> [Task statement] Each entry has to be set down again with no alteration.

Dataset entries
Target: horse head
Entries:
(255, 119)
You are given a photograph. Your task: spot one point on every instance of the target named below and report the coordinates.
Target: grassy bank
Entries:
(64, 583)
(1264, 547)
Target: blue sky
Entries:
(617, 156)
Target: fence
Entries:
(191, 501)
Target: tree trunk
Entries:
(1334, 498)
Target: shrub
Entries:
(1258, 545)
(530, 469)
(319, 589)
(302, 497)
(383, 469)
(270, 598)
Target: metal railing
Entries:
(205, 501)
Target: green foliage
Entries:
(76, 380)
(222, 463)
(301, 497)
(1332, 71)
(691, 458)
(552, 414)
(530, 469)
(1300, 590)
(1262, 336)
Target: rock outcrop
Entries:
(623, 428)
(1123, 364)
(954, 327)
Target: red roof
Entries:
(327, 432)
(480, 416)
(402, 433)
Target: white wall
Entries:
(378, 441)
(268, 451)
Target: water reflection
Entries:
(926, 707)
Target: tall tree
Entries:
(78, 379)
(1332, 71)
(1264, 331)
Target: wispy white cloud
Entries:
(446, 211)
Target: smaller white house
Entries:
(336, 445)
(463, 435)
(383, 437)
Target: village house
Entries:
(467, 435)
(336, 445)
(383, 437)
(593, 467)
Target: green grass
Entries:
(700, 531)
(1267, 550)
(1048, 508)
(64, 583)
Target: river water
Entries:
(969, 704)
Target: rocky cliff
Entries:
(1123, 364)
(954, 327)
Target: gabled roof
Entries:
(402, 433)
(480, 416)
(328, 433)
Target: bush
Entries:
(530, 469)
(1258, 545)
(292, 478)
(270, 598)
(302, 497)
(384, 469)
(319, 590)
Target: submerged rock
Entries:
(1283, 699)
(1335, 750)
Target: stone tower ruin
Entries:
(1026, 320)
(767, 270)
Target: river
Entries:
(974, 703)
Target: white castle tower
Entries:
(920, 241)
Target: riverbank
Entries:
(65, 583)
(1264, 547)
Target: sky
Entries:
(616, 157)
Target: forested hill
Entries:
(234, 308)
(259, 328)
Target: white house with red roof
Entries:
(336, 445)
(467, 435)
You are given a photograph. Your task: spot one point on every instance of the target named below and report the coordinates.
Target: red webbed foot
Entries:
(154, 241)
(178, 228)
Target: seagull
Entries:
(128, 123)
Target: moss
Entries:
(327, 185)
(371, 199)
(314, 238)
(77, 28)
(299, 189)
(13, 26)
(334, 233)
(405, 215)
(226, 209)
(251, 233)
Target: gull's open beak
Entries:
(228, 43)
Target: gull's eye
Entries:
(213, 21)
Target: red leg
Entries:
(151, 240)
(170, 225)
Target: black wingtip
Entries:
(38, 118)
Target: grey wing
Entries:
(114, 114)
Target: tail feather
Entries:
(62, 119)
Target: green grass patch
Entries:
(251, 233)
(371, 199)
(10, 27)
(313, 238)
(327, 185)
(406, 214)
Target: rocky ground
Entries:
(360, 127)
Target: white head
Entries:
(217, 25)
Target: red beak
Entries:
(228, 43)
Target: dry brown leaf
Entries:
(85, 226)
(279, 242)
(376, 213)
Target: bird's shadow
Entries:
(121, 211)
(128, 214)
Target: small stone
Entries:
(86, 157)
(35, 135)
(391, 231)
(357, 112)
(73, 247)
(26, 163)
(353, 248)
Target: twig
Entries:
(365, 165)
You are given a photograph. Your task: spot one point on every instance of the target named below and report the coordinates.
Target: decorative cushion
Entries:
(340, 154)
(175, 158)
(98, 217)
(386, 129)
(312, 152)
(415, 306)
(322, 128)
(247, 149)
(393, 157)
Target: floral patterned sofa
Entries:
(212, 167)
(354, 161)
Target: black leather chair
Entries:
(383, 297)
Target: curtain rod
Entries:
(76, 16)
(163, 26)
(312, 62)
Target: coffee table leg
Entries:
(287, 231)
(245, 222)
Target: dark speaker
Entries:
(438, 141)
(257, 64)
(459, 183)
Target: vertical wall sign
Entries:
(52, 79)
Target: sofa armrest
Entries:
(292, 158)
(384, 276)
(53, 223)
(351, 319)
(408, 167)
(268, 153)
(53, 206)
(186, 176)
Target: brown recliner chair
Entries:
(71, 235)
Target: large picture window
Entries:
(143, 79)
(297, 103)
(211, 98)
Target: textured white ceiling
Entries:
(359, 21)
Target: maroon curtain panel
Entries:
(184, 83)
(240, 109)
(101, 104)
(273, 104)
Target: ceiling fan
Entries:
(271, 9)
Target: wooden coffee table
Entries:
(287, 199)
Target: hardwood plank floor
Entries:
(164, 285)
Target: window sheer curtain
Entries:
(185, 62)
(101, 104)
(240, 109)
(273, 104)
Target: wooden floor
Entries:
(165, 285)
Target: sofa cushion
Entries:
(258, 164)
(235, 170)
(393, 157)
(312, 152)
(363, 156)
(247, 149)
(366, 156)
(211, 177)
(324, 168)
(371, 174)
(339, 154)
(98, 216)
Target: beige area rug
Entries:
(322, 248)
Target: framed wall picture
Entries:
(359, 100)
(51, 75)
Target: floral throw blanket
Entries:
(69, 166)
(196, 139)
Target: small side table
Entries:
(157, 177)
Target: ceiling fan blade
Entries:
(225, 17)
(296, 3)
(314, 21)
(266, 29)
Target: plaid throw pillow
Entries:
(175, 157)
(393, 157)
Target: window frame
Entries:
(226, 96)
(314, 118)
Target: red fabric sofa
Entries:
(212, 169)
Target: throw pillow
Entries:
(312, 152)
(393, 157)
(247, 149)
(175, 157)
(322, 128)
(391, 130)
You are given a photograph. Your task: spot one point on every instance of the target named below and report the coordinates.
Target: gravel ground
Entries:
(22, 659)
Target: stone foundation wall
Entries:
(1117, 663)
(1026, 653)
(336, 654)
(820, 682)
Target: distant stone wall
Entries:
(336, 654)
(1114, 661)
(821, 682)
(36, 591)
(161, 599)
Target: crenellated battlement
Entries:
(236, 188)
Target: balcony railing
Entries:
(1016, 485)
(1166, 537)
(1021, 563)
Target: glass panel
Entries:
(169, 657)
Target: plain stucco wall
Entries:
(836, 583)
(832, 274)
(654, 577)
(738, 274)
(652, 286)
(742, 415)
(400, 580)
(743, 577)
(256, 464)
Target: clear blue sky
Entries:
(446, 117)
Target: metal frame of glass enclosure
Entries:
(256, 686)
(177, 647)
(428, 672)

> [Solution to the exercise]
Target: horse head
Entries:
(255, 119)
You are given a photograph. Your task: spot one point on every instance of the target named below and report the coordinates.
Target: grassy bank
Entries:
(64, 583)
(1264, 547)
Target: blue sky
Entries:
(617, 156)
Target: fence
Entries:
(191, 501)
Target: tree trunk
Entries:
(1334, 498)
Target: shrub
Entries:
(1258, 545)
(530, 469)
(319, 589)
(302, 497)
(383, 469)
(270, 598)
Target: metal railing
Entries:
(205, 501)
Target: green foliage
Entries:
(76, 380)
(222, 463)
(301, 497)
(1332, 71)
(691, 458)
(552, 414)
(530, 469)
(1300, 590)
(1262, 336)
Target: rock outcrop
Entries:
(623, 428)
(1123, 364)
(954, 327)
Target: red roof
Entries:
(327, 432)
(480, 416)
(402, 433)
Target: white wall
Entries:
(378, 441)
(268, 451)
Target: water reflection
Entries:
(926, 707)
Target: tall tree
Entries:
(78, 379)
(1332, 71)
(1264, 331)
Target: wispy white cloud
Entries:
(446, 211)
Target: smaller white house
Entries:
(336, 445)
(463, 435)
(383, 437)
Target: village house
Entries:
(467, 435)
(336, 445)
(383, 437)
(593, 467)
Target: green grass
Entries:
(700, 531)
(1267, 550)
(1048, 508)
(64, 583)
Target: river water
Entries:
(969, 704)
Target: rocky cliff
Entries:
(1123, 364)
(954, 327)
Target: gabled roof
Entries:
(402, 433)
(480, 416)
(328, 433)
Target: bush
Entries:
(530, 469)
(1258, 545)
(292, 478)
(270, 598)
(302, 497)
(384, 469)
(319, 590)
Target: submerged rock
Entries:
(1283, 699)
(1335, 750)
Target: stone tower ruin
Entries:
(1026, 320)
(767, 270)
Target: river
Entries:
(974, 703)
Target: white castle tower
Entries:
(920, 241)
Target: riverbank
Entries:
(65, 583)
(1264, 547)
Target: sky
Entries:
(616, 157)
Target: forested hill
Entries:
(234, 308)
(259, 328)
Target: white house with red roof
Entries:
(336, 445)
(467, 435)
You are given a photograph. Your task: spot one point on every instance of the target named below and report the coordinates.
Target: red webbed foot
Entries:
(154, 241)
(178, 228)
Target: seagull
Entries:
(128, 123)
Target: moss
Entries:
(327, 185)
(371, 199)
(314, 238)
(77, 28)
(299, 189)
(13, 26)
(334, 233)
(405, 215)
(226, 209)
(251, 233)
Target: gull's open beak
Entries:
(228, 43)
Target: gull's eye
Entries:
(213, 21)
Target: red leg
Entries:
(151, 240)
(170, 225)
Target: black wingtip
Entries:
(38, 118)
Target: grey wing
Entries:
(114, 114)
Target: tail feather
Entries:
(62, 119)
Target: green grass patch
Entries:
(251, 233)
(371, 199)
(10, 27)
(313, 238)
(327, 185)
(406, 214)
Target: rocky ground
Entries:
(360, 127)
Target: white head
Entries:
(217, 25)
Target: red beak
Entries:
(228, 43)
Target: dry brown leaf
Entries:
(85, 226)
(279, 242)
(376, 213)
Target: bird's shadow
Entries:
(121, 211)
(128, 214)
Target: small stone
Entries:
(86, 157)
(35, 135)
(391, 231)
(357, 112)
(73, 247)
(26, 163)
(353, 248)
Target: twig
Entries:
(365, 165)
You are given a photograph. Your task: spot one point on every instance of the target named below and report the coordinates.
Target: decorative cushion
Entries:
(340, 154)
(175, 158)
(98, 217)
(386, 129)
(312, 152)
(415, 306)
(322, 128)
(247, 149)
(393, 157)
Target: floral patterned sofa
Entries:
(212, 167)
(354, 161)
Target: black leather chair
Entries:
(383, 297)
Target: curtain rod
Entries:
(76, 16)
(163, 26)
(312, 62)
Target: coffee table leg
Entries:
(287, 231)
(245, 222)
Target: dark speaker
Entries:
(438, 141)
(257, 64)
(459, 183)
Target: vertical wall sign
Entries:
(52, 79)
Target: sofa armrest
Entries:
(292, 158)
(384, 276)
(53, 223)
(351, 319)
(408, 167)
(268, 153)
(53, 206)
(186, 176)
Target: brown recliner chair
Entries:
(71, 235)
Target: large picture window
Entries:
(143, 79)
(297, 103)
(211, 98)
Target: textured white ceiling
Entries:
(359, 21)
Target: maroon curtain panel
Entries:
(184, 83)
(240, 109)
(101, 104)
(273, 104)
Target: ceiling fan
Entries:
(271, 9)
Target: wooden coffee table
Entries:
(287, 199)
Target: hardwood plank floor
Entries:
(164, 285)
Target: window sheer curtain
Entries:
(185, 62)
(101, 104)
(240, 109)
(273, 104)
Target: wooden floor
Entries:
(165, 285)
Target: sofa cushion
Entries:
(258, 164)
(235, 170)
(393, 157)
(312, 152)
(363, 156)
(247, 149)
(366, 156)
(211, 177)
(324, 168)
(371, 174)
(339, 154)
(98, 216)
Target: beige area rug
Entries:
(322, 248)
Target: framed wall picture
Entries:
(359, 100)
(51, 75)
Target: floral throw blanket
Entries:
(69, 166)
(196, 139)
Target: small side table
Entries:
(157, 177)
Target: ceiling fan blade
Entries:
(225, 17)
(296, 3)
(314, 21)
(266, 29)
Target: plaid throw pillow
Entries:
(175, 157)
(393, 157)
Target: window frame
Entries:
(226, 96)
(314, 118)
Target: red fabric sofa
Entries:
(212, 169)
Target: throw pillow
Entries:
(312, 152)
(393, 157)
(247, 149)
(175, 157)
(322, 128)
(391, 130)
You are given a photograph. Your task: spot one point on every instance of the target named below and report the coordinates.
Target: gravel ground
Entries:
(22, 659)
Target: stone foundation wall
Entries:
(1117, 663)
(1026, 653)
(336, 654)
(820, 682)
Target: distant stone wall
Entries:
(336, 654)
(1114, 661)
(821, 682)
(36, 591)
(161, 599)
Target: crenellated battlement
Entries:
(236, 188)
Target: balcony railing
Entries:
(1016, 485)
(1166, 537)
(1021, 563)
Target: glass panel
Entries:
(169, 657)
Target: plain stucco wall
Entries:
(836, 583)
(832, 274)
(654, 577)
(738, 274)
(652, 286)
(742, 415)
(400, 580)
(743, 577)
(256, 464)
Target: clear blue sky
Entries:
(446, 117)
Target: metal frame of glass enclosure
Entries:
(256, 686)
(177, 647)
(428, 672)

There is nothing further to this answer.